*** Opening of Material shown ***
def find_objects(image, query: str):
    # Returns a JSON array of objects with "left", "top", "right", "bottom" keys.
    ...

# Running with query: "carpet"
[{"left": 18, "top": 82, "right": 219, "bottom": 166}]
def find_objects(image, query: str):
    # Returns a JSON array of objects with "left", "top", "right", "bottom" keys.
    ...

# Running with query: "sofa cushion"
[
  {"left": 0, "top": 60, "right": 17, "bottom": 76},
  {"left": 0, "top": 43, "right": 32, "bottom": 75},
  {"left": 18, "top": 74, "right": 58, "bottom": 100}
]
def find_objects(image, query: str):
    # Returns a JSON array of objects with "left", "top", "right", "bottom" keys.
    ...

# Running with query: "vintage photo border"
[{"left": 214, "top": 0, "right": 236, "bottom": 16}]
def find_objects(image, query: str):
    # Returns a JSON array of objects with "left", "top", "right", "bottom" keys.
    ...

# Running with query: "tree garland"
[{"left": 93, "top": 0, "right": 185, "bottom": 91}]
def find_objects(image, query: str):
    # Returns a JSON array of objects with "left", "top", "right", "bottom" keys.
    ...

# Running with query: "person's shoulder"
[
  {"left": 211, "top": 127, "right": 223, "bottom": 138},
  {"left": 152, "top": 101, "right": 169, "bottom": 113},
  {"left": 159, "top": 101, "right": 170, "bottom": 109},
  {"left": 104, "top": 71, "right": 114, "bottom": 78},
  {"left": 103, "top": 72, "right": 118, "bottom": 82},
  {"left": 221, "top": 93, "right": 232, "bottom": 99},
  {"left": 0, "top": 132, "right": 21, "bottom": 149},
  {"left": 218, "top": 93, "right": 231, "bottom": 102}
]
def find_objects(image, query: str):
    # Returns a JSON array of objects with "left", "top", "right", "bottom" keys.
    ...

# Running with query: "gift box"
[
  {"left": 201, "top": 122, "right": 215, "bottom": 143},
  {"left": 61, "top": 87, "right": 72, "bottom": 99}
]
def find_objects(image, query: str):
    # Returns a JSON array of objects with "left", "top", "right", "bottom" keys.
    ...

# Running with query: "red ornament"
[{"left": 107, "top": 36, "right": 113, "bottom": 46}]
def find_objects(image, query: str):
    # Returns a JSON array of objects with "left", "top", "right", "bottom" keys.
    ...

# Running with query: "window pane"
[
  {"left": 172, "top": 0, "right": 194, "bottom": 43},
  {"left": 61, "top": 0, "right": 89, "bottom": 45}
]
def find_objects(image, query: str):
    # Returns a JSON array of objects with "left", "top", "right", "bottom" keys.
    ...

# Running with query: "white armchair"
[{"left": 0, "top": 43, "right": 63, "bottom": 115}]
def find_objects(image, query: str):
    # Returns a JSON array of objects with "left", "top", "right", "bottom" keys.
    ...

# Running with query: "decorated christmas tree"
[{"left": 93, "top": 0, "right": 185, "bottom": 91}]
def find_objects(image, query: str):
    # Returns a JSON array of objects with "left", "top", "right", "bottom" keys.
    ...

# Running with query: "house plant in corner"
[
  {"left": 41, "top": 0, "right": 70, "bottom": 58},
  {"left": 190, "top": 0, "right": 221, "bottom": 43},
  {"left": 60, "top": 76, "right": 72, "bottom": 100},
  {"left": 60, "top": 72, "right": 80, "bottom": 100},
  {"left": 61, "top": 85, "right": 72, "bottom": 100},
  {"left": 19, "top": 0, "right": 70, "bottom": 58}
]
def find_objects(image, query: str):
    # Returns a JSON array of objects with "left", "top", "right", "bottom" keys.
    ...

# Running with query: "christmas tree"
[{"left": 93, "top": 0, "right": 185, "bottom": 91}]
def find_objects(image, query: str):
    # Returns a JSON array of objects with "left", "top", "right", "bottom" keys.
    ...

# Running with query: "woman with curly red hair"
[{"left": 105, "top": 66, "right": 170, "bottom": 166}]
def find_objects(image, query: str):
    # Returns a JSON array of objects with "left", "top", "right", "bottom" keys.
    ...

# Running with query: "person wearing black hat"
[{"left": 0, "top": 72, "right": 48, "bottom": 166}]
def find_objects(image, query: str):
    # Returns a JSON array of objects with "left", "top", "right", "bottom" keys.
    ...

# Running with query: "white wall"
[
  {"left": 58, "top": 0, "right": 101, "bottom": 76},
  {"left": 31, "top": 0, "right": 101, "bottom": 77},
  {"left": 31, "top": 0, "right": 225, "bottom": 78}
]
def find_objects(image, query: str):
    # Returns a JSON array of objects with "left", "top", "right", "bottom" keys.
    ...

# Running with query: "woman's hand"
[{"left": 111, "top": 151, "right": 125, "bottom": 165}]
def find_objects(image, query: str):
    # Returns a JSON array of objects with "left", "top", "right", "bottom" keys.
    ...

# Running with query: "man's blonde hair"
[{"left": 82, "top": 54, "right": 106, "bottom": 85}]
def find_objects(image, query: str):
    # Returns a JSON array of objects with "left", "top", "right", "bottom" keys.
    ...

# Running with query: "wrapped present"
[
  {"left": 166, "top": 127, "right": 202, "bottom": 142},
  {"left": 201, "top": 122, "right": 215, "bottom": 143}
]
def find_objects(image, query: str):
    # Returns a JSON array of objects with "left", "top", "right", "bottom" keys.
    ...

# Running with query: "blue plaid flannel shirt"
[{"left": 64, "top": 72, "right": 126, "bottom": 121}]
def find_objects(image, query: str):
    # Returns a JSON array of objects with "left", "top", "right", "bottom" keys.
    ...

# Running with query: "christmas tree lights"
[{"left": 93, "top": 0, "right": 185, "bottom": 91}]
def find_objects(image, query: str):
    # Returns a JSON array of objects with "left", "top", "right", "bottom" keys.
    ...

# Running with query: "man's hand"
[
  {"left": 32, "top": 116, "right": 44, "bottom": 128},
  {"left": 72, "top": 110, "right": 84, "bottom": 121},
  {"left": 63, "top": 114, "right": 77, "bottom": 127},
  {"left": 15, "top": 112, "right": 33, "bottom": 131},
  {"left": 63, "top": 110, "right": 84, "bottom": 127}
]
*** Close of Material shown ***
| Work order |
Each line of the data must be retyped exactly as written.

| Task answer |
def find_objects(image, query: str):
    # Returns a JSON array of objects with "left", "top", "right", "bottom" keys.
    ...

# Running with query: "carpet"
[{"left": 18, "top": 82, "right": 219, "bottom": 166}]
def find_objects(image, query: str):
    # Returns a JSON array of objects with "left", "top", "right", "bottom" keys.
    ...

# Running with query: "sofa cushion"
[
  {"left": 0, "top": 60, "right": 17, "bottom": 76},
  {"left": 0, "top": 43, "right": 32, "bottom": 75},
  {"left": 18, "top": 74, "right": 58, "bottom": 100}
]
def find_objects(image, query: str):
    # Returns a JSON array of objects with "left", "top", "right", "bottom" keys.
    ...

# Running with query: "vintage photo border"
[{"left": 214, "top": 0, "right": 236, "bottom": 16}]
def find_objects(image, query: str):
    # Returns a JSON array of objects with "left", "top", "right", "bottom" keys.
    ...

# Running with query: "tree garland"
[{"left": 93, "top": 0, "right": 185, "bottom": 91}]
def find_objects(image, query: str):
    # Returns a JSON array of objects with "left", "top", "right", "bottom" keys.
    ...

# Running with query: "person's shoulder"
[
  {"left": 211, "top": 127, "right": 223, "bottom": 138},
  {"left": 152, "top": 101, "right": 169, "bottom": 113},
  {"left": 159, "top": 101, "right": 170, "bottom": 109},
  {"left": 104, "top": 71, "right": 114, "bottom": 78},
  {"left": 103, "top": 72, "right": 118, "bottom": 82},
  {"left": 221, "top": 93, "right": 232, "bottom": 99},
  {"left": 0, "top": 132, "right": 21, "bottom": 149},
  {"left": 218, "top": 93, "right": 231, "bottom": 102}
]
def find_objects(image, query: str):
    # Returns a JSON array of objects with "left", "top", "right", "bottom" keys.
    ...

# Running with query: "gift box"
[
  {"left": 201, "top": 122, "right": 215, "bottom": 143},
  {"left": 61, "top": 87, "right": 72, "bottom": 99}
]
def find_objects(image, query: str):
    # Returns a JSON array of objects with "left", "top", "right", "bottom" keys.
    ...

# Running with query: "red ornament"
[{"left": 107, "top": 36, "right": 113, "bottom": 46}]
def find_objects(image, query: str):
    # Returns a JSON array of objects with "left", "top", "right", "bottom" keys.
    ...

# Running with query: "window pane"
[
  {"left": 172, "top": 0, "right": 194, "bottom": 43},
  {"left": 61, "top": 0, "right": 89, "bottom": 45}
]
def find_objects(image, query: str):
    # Returns a JSON array of objects with "left", "top", "right", "bottom" keys.
    ...

# Running with query: "white armchair"
[{"left": 0, "top": 43, "right": 63, "bottom": 115}]
def find_objects(image, query: str):
    # Returns a JSON array of objects with "left", "top", "right", "bottom" keys.
    ...

# Running with query: "decorated christmas tree"
[{"left": 93, "top": 0, "right": 185, "bottom": 91}]
def find_objects(image, query: str):
    # Returns a JSON array of objects with "left", "top", "right", "bottom" keys.
    ...

# Running with query: "house plant in corner"
[
  {"left": 41, "top": 0, "right": 70, "bottom": 58},
  {"left": 190, "top": 0, "right": 221, "bottom": 43},
  {"left": 60, "top": 76, "right": 72, "bottom": 100},
  {"left": 60, "top": 72, "right": 80, "bottom": 100},
  {"left": 61, "top": 85, "right": 72, "bottom": 100},
  {"left": 19, "top": 0, "right": 70, "bottom": 58}
]
def find_objects(image, query: str):
    # Returns a JSON array of objects with "left", "top", "right", "bottom" keys.
    ...

# Running with query: "christmas tree"
[{"left": 93, "top": 0, "right": 185, "bottom": 91}]
def find_objects(image, query: str):
    # Returns a JSON array of objects with "left", "top", "right", "bottom" keys.
    ...

# Running with query: "woman with curly red hair"
[{"left": 105, "top": 66, "right": 170, "bottom": 166}]
def find_objects(image, query: str):
    # Returns a JSON array of objects with "left", "top", "right", "bottom" keys.
    ...

# Running with query: "person wearing black hat"
[{"left": 0, "top": 72, "right": 48, "bottom": 166}]
def find_objects(image, query: str):
    # Returns a JSON array of objects with "left", "top", "right", "bottom" keys.
    ...

# Running with query: "white wall"
[
  {"left": 58, "top": 0, "right": 101, "bottom": 76},
  {"left": 31, "top": 0, "right": 101, "bottom": 77},
  {"left": 31, "top": 0, "right": 225, "bottom": 78}
]
def find_objects(image, query: str):
    # Returns a JSON array of objects with "left", "top", "right", "bottom" keys.
    ...

# Running with query: "woman's hand"
[{"left": 111, "top": 151, "right": 125, "bottom": 165}]
def find_objects(image, query: str):
    # Returns a JSON array of objects with "left", "top", "right", "bottom" keys.
    ...

# Running with query: "man's blonde hair"
[{"left": 82, "top": 54, "right": 106, "bottom": 85}]
def find_objects(image, query: str):
    # Returns a JSON array of objects with "left", "top", "right", "bottom" keys.
    ...

# Running with query: "wrapped present"
[
  {"left": 166, "top": 127, "right": 202, "bottom": 142},
  {"left": 201, "top": 122, "right": 215, "bottom": 143}
]
def find_objects(image, query: str):
    # Returns a JSON array of objects with "left", "top", "right", "bottom" keys.
    ...

# Running with query: "blue plaid flannel shirt"
[{"left": 64, "top": 72, "right": 126, "bottom": 121}]
def find_objects(image, query: str):
    # Returns a JSON array of objects with "left", "top", "right", "bottom" keys.
    ...

# Running with query: "christmas tree lights"
[{"left": 93, "top": 0, "right": 185, "bottom": 91}]
def find_objects(image, query: str):
    # Returns a JSON array of objects with "left", "top", "right", "bottom" keys.
    ...

# Running with query: "man's hand"
[
  {"left": 32, "top": 116, "right": 44, "bottom": 128},
  {"left": 72, "top": 110, "right": 84, "bottom": 121},
  {"left": 63, "top": 114, "right": 77, "bottom": 127},
  {"left": 15, "top": 112, "right": 33, "bottom": 131},
  {"left": 63, "top": 110, "right": 84, "bottom": 127}
]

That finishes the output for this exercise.